PROBLEM REQUIREMENTS:
All of the entries below must be copied out exactly.

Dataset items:

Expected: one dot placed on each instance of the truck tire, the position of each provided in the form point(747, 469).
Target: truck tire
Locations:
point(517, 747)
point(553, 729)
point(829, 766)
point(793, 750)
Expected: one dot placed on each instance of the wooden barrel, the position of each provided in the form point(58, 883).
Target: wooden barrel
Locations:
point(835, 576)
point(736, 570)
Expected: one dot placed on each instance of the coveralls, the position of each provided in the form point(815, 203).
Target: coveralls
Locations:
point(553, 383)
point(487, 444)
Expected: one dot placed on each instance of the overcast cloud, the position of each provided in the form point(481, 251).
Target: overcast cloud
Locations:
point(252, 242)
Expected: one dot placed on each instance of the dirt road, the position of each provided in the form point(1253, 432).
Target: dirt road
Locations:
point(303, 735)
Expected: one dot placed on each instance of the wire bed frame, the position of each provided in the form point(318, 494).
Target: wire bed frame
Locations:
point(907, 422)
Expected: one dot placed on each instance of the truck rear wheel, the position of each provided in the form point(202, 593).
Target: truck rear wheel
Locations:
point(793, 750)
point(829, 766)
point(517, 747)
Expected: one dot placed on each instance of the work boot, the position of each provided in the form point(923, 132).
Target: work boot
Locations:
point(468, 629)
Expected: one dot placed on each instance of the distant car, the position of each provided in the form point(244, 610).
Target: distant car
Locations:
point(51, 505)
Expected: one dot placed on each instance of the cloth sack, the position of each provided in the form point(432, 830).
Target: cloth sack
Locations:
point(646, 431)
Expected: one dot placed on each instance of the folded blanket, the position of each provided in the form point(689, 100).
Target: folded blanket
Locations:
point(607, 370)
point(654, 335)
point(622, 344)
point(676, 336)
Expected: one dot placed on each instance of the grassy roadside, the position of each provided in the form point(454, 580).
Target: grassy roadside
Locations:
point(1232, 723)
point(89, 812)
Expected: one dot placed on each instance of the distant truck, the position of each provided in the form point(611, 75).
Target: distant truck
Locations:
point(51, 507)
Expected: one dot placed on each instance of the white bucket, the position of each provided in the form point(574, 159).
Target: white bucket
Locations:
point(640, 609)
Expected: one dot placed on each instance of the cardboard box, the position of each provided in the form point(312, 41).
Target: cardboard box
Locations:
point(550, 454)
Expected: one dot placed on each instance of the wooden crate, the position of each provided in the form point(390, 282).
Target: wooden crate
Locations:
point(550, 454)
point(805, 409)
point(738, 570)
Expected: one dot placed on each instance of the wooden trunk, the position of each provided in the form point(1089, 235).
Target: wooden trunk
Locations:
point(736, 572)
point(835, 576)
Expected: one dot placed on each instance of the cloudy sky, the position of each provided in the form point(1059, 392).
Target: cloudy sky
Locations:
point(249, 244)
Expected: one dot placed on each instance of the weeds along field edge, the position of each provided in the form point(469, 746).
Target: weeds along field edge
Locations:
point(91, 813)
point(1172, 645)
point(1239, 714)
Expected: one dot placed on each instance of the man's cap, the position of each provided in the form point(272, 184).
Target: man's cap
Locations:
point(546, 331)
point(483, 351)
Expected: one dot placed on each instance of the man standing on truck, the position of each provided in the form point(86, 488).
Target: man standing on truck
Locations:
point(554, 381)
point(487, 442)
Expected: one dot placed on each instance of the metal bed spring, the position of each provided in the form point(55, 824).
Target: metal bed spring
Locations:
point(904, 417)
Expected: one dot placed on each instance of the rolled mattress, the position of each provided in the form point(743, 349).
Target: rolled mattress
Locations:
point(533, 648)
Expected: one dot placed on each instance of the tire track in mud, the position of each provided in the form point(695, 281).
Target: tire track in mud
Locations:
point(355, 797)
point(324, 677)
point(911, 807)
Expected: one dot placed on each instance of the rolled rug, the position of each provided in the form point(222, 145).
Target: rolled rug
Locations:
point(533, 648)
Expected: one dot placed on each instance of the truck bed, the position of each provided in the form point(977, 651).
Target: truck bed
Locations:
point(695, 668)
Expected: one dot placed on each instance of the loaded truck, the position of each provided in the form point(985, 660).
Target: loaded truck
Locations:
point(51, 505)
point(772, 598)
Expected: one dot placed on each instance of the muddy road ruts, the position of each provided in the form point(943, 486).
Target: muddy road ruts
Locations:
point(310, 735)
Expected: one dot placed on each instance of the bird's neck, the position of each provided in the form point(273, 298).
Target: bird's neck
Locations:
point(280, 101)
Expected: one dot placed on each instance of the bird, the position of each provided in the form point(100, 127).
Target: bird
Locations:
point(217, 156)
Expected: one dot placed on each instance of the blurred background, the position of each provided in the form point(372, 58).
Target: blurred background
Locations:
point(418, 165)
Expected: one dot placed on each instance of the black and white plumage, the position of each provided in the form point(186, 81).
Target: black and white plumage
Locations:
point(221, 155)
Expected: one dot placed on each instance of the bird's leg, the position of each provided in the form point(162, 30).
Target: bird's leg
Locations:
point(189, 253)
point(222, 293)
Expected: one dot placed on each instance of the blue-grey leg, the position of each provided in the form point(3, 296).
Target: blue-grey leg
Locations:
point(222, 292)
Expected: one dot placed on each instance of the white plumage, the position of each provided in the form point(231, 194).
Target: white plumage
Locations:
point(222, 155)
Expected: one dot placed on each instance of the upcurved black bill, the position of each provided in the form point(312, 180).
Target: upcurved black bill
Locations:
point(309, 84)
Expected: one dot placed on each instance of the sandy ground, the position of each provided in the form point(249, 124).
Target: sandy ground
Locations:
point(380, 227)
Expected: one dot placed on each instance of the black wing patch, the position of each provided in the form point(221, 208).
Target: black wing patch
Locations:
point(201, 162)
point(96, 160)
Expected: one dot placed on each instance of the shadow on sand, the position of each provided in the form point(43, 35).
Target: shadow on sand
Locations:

RESULT FOR THIS EXERCISE:
Expected: one dot placed on each instance of the truck tire, the position of each provided in the form point(747, 469).
Target: truck tire
Locations:
point(517, 747)
point(553, 729)
point(829, 766)
point(793, 750)
Expected: one dot placed on each instance of the wooden barrel, the position of each provided in the form point(58, 883).
Target: wooden barrel
Locations:
point(835, 576)
point(736, 570)
Expected: one dot placed on each instance of the coveralls, the position of each provided in the form point(815, 203).
Target: coveralls
Locations:
point(553, 383)
point(487, 444)
Expected: one dot placed on each instance of the overcast cloud, the position of each provided in the form point(481, 251).
Target: overcast cloud
Locations:
point(252, 242)
Expected: one dot placed on each instance of the dirt road, the position of each provided in the form point(1253, 432).
Target: dirt road
Locations:
point(303, 735)
Expected: one dot placed on each instance of the wire bed frame, the position of each provided in the form point(318, 494).
Target: wire bed frame
Locations:
point(907, 422)
Expected: one dot placed on each instance of the truck rear wheel, the position of each provided in the form point(202, 593).
Target: truck rear wheel
Locations:
point(793, 750)
point(829, 766)
point(517, 747)
Expected: one dot placed on each instance of the work boot, the position of each provided in the form point(923, 132).
Target: work boot
Locations:
point(468, 629)
Expected: one dot placed on each instance of the distant car, the position of each provided in the form point(244, 610).
Target: distant car
Locations:
point(51, 505)
Expected: one dot placed on each instance of the cloth sack, the position of each provided in the form point(432, 830).
Target: cloth sack
Locations:
point(646, 431)
Expected: one dot placed on each instance of the folded blanket, the position of each provided in the form point(689, 100).
Target: folded blanket
Locations:
point(607, 370)
point(654, 335)
point(622, 344)
point(676, 336)
Expected: one dot placed on each instance of the grassy roadside, the position of each provided in the form point(454, 580).
Target: grassy roadside
Locations:
point(1232, 723)
point(89, 812)
Expected: one dot placed on each instance of the distant truck, the position of each provided in the form point(611, 75).
Target: distant truck
Locations:
point(51, 507)
Expected: one dot placed on each instance of the white bucket, the position of each provided in the form point(574, 159).
Target: white bucket
Locations:
point(640, 609)
Expected: one dot placed on each instance of the cardboard box, the position of each provided in the form point(312, 41).
Target: cardboard box
Locations:
point(550, 454)
Expected: one dot placed on each instance of the wooden crate, the position of each provided in the form point(390, 282).
Target: wooden crate
Locations:
point(550, 454)
point(805, 409)
point(738, 570)
Expected: one dot placed on each instance of the wooden trunk, the position of each provided in the form point(1089, 235).
Target: wooden trunk
Locations:
point(736, 572)
point(835, 576)
Expected: one dot placed on each instance of the cloudy sky, the position of each provided in the form point(1059, 392).
Target: cloudy sky
Locations:
point(249, 244)
Expected: one dot placed on each instance of the weeds along field edge, the position of each provided in the form point(469, 746).
Target: weeds along field edge
Locations:
point(91, 813)
point(1172, 645)
point(1239, 714)
Expected: one dot placed on each instance of the man's cap, the position of each provided in the form point(272, 184).
Target: man's cap
Locations:
point(546, 331)
point(483, 351)
Expected: one dot placed on each instance of the man standing on truck, the position of each provided in the form point(86, 488).
Target: man standing on truck
Locations:
point(554, 381)
point(487, 442)
Expected: one dot placed on each instance of the metal bed spring, the position of each provided in the form point(55, 824).
Target: metal bed spring
Locations:
point(904, 417)
Expected: one dot placed on each instance of the rolled mattress, the position of each provided in the form point(743, 349).
Target: rolled mattress
Locations:
point(533, 648)
Expected: one dot placed on each instance of the tire track in mud, the position of each provided in the form point(695, 281).
Target: tire track in mud
Locations:
point(355, 797)
point(324, 677)
point(911, 807)
Expected: one dot placed on each instance of the rolled rug, the position of each provided in the form point(222, 145).
Target: rolled rug
Locations:
point(533, 648)
Expected: one dot placed on each instance of the truck bed, the position of each provided in the form point(977, 651).
Target: truck bed
Locations:
point(695, 668)
Expected: one dot placed on each instance of the loaded truck, the position of each provided in the form point(985, 660).
Target: loaded truck
Locations:
point(51, 505)
point(772, 598)
Expected: one dot placed on each instance of the muddy road ruts, the position of each provided in the form point(943, 486).
Target: muddy road ruts
Locations:
point(310, 735)
Expected: one dot placed on each instance of the bird's neck, the position of each provided in the form point(273, 298).
Target: bird's neck
Locations:
point(280, 101)
Expected: one dot placed on each instance of the bird, the position of each provided in the form point(100, 127).
Target: bird
Locations:
point(217, 156)
Expected: one dot placed on each instance of the blurred background, the position of each provided in the form point(372, 58).
Target: blurred background
Locations:
point(418, 165)
Expected: one dot placed on each instance of the black and white plumage, the position of each provided in the form point(186, 81).
Target: black and white plumage
Locations:
point(221, 155)
Expected: one dot placed on each instance of the bird's leg, the position of each provided in the form point(162, 30).
Target: bird's leg
Locations:
point(189, 253)
point(222, 293)
Expected: one dot placed on each instance of the blue-grey leg, the position of each provided in the form point(3, 296).
Target: blue-grey leg
Locations:
point(222, 292)
Expected: one dot placed on each instance of the white plumage, the position of each provided in the form point(231, 194).
Target: white plumage
Locations:
point(222, 155)
Expected: one dot placed on each instance of the upcurved black bill, the position of each provided in the form point(312, 180).
Target: upcurved black bill
Locations:
point(309, 84)
Expected: one dot placed on each instance of the sandy ground, the position of each provided in the form point(249, 124).
Target: sandy ground
Locations:
point(380, 227)
Expected: one dot placed on each instance of the black wing patch, the position of each provided in the form point(221, 208).
Target: black wing patch
Locations:
point(201, 162)
point(96, 160)
Expected: one dot placed on each instance of the shadow on sand, the position of each provided in the form point(43, 35).
Target: shadow on sand
Locations:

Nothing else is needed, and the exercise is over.